[[ Text segment, beginning ]]

- 1Department of Microbiology and Cell Science, Institute of Food and Agricultural Sciences, University of Florida, Gainesville, FL, United States
- 2Department of Physiology and Functional Genomics, College of Medicine, University of Florida, Gainesville, FL, United States
Here, the genes encoding three different fluorescent proteins were cloned into the stably maintained Staphylococcus aureus shuttle vector pKK30. The resulting plasmids were transformed into two S. aureus strains; SH1000 and RN4220. Stability assays illustrated that the three recombinant plasmids retained near 100% maintenance in vitro for 160 generations. S. aureus strain SH1000 expressing green fluorescent protein was then inoculated in an ovine model and in vivo stability for 6 days was demonstrated. In essence, these reporter plasmids represent a useful set of tools for dynamic imaging studies in S. aureus. These three reporter plasmids are available through BEI Resources.
Instability of recombinant plasmids has posed a major burden in studies on staphylococci, especially with regard to in vivo and immune cell interaction experiments where antibiotic treatment is difficult. The feeding of animals with antibiotics to maintain plasmid stability may not be sufficient to confer plasmid stability in all infection sites. The use of antibiotics may also lead to unwanted perturbations in the host microbiota, leading to confounding results in microbiome studies (Kamruzzaman et al., 2017). In addition, certain classes of antibiotics cannot effectively cross host membranes and are ineffective in eukaryotic systems. Designing plasmids that persist both in in vivo and in vitvo conditions remains a challenge in Staphylococcus aureus research (Krute et al., 2016). Fortunately, plasmids based on the LAC-p01 shuttle vector, pKK30 and pKK22, that are stable in the absence of selection pressure are available (Krute et al., 2016), thereby eliminating the need for antibiotic use during the course of in vivo and in vitro experiments. Here, the construction of fluorescent reporter plasmids are described using pKK30 as a backbone because it lacks the four predicted open reading frames for use in non-USA300 S. aureus isolates (Krute et al., 2016). Three fluorescent reporter gene inserts were ligated into pKK30 including superfolder gfp, dsRed, and FP650 (far red), the latter two of which were previously codon-optimized for S. aureus (Bose et al., 2013). The fluorescent protein genes were cloned downstream of the sarAP1 promoter – dfrA gene fusion and then electroporated into S. aureus RN4220 followed by S. aureus RN4220, plasmid extracted and electroportated into SH1000.
Materials and Methods
Bacterial Strains and Media
Plasmids pGFP-F, pRFP-F, and pFP650-F were obtained from BEI Resources [Nebraska Transposon Mutant Library (NTML) Genetic Toolbox, NR-49947]. S. aureus strains containing pRFP, pGFP, and pFP650 were cultured in tryptic soy agar supplemented with 5 ug/mL chloramphenicol for selection. For cloning purposes, Escherichia coli DH5a (for pCR-Blunt-based cloning) and DH5αλpir (for propogation of pKK30 and derivatives) were cultured in Luria-Bertani broth supplemented with 50 μg/ml kanamycin or 10 μg/mL trimethoprim, as appropriate. S. aureus cells were made competent for transformation as described previously (Bose, 2014). The bacterial strains used in this study are listed in Table 1.

[[ Text segment, end ]]
[[ Information given, beginning ]]

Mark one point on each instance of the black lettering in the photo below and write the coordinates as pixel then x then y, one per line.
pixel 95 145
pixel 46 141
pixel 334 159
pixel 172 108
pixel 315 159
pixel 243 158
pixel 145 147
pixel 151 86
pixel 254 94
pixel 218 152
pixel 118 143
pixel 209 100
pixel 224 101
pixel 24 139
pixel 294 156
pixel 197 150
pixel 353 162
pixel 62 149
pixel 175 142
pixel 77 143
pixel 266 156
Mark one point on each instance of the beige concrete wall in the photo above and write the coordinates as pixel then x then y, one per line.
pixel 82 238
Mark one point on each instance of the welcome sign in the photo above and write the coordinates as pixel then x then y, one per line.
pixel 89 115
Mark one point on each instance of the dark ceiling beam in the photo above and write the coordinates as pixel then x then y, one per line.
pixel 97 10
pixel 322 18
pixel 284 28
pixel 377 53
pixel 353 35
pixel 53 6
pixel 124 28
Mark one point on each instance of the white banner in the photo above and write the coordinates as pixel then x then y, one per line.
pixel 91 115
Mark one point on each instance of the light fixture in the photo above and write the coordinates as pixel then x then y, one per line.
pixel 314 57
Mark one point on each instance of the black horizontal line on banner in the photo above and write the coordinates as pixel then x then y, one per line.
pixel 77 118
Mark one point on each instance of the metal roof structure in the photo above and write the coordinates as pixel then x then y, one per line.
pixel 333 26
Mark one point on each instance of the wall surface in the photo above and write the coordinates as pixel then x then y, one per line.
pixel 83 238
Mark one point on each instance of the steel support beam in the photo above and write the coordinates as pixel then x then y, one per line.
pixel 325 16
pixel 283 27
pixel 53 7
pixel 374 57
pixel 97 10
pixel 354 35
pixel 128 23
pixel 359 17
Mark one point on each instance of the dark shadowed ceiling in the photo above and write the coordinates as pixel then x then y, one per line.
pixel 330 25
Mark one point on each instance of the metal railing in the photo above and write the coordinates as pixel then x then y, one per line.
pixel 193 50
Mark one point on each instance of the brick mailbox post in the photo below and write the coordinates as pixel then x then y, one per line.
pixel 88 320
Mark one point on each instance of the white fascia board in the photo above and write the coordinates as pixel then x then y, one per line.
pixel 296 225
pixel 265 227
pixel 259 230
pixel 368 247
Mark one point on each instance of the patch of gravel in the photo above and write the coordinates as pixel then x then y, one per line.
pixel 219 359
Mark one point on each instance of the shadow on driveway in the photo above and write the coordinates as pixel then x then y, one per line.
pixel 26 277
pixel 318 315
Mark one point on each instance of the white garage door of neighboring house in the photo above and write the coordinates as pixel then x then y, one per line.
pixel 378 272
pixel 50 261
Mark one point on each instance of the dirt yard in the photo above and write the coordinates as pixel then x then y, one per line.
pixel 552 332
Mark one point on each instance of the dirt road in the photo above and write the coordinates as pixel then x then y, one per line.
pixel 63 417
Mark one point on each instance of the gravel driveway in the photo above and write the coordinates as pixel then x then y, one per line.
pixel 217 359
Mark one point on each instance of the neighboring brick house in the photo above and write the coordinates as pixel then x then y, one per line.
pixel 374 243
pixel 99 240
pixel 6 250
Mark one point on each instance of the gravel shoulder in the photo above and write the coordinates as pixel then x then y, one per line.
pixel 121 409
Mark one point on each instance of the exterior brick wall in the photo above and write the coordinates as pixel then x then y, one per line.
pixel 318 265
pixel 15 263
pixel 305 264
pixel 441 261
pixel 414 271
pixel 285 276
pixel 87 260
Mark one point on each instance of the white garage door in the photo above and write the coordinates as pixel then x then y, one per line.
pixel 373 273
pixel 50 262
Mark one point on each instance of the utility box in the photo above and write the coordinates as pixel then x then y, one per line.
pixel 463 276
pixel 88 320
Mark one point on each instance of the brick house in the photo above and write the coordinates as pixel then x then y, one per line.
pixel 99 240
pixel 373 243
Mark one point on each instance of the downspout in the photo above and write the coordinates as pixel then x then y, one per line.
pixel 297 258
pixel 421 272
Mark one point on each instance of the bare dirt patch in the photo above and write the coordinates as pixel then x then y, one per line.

[[ Information given, end ]]

### Work instruction 1
In the text on fluorescent reporter plasmids, for how many generations did the three recombinant plasmids keep near 100% maintenance in vitro?
### Work instruction 2
Retype the part of the text on fluorescent reporter plasmids that opens with the words containing "Materials and Methods" and closes with "in Table 1.".
The records are separate material, unrelated to the text.

### Exercise result 1
160 generations.

### Exercise result 2
Materials and Methods
Bacterial Strains and Media
Plasmids pGFP-F, pRFP-F, and pFP650-F were obtained from BEI Resources [Nebraska Transposon Mutant Library (NTML) Genetic Toolbox, NR-49947]. S. aureus strains containing pRFP, pGFP, and pFP650 were cultured in tryptic soy agar supplemented with 5 ug/mL chloramphenicol for selection. For cloning purposes, Escherichia coli DH5a (for pCR-Blunt-based cloning) and DH5αλpir (for propogation of pKK30 and derivatives) were cultured in Luria-Bertani broth supplemented with 50 μg/ml kanamycin or 10 μg/mL trimethoprim, as appropriate. S. aureus cells were made competent for transformation as described previously (Bose, 2014). The bacterial strains used in this study are listed in Table 1.